BEGIN Items

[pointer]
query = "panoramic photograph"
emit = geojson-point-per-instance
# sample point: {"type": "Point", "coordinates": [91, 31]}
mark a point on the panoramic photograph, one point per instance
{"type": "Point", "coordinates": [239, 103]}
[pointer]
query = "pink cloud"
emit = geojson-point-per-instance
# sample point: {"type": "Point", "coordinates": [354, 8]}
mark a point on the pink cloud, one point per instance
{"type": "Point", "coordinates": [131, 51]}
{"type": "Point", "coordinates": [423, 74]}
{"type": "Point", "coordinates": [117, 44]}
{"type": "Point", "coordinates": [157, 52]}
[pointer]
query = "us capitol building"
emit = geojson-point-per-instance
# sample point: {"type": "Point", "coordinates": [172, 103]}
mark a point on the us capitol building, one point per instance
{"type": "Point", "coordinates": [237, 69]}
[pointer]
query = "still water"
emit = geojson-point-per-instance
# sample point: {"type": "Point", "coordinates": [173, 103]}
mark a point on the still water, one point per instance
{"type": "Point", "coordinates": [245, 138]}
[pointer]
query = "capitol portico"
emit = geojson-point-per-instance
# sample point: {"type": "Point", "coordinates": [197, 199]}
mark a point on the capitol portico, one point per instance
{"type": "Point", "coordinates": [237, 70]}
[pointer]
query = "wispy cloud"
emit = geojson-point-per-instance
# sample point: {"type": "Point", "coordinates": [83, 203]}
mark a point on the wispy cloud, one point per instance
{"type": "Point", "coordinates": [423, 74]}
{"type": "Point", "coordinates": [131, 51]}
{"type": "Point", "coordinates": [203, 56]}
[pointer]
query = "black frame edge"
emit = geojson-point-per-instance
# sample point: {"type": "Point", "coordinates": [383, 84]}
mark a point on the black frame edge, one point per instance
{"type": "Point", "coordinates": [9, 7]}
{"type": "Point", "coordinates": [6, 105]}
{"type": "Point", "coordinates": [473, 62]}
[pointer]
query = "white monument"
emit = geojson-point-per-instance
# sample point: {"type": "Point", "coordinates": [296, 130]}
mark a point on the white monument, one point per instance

END Items
BEGIN Items

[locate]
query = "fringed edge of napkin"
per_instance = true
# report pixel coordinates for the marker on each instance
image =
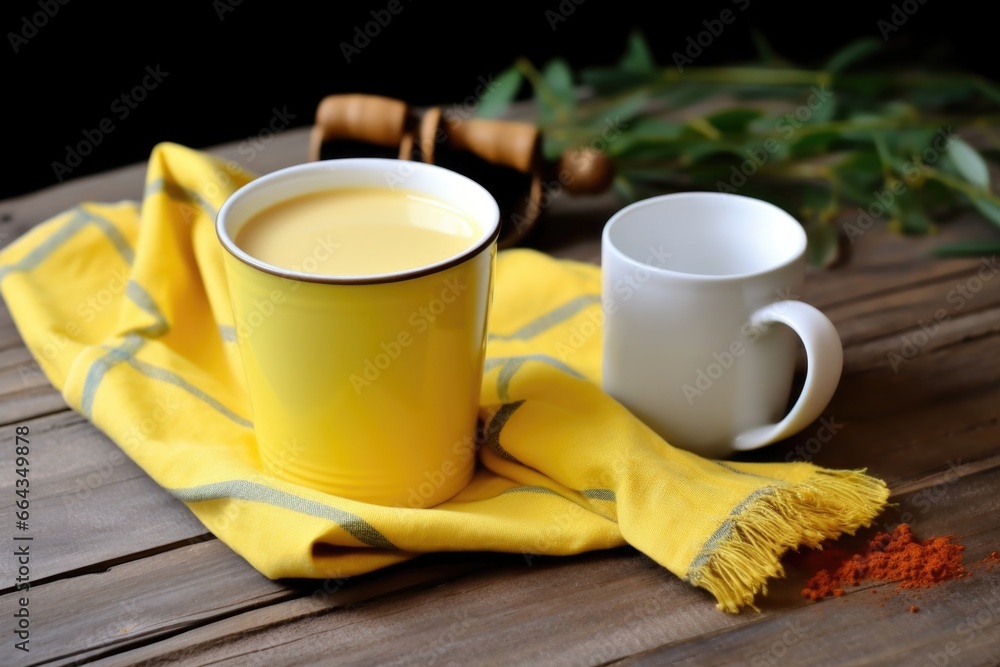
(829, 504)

END Items

▶ Problem details: Locate every line of the records above that contains the word "wispy", and copy each of those lines. Case counts.

▶ Answer for the task:
query = "wispy cloud"
mark a point on the wispy cloud, one point per instance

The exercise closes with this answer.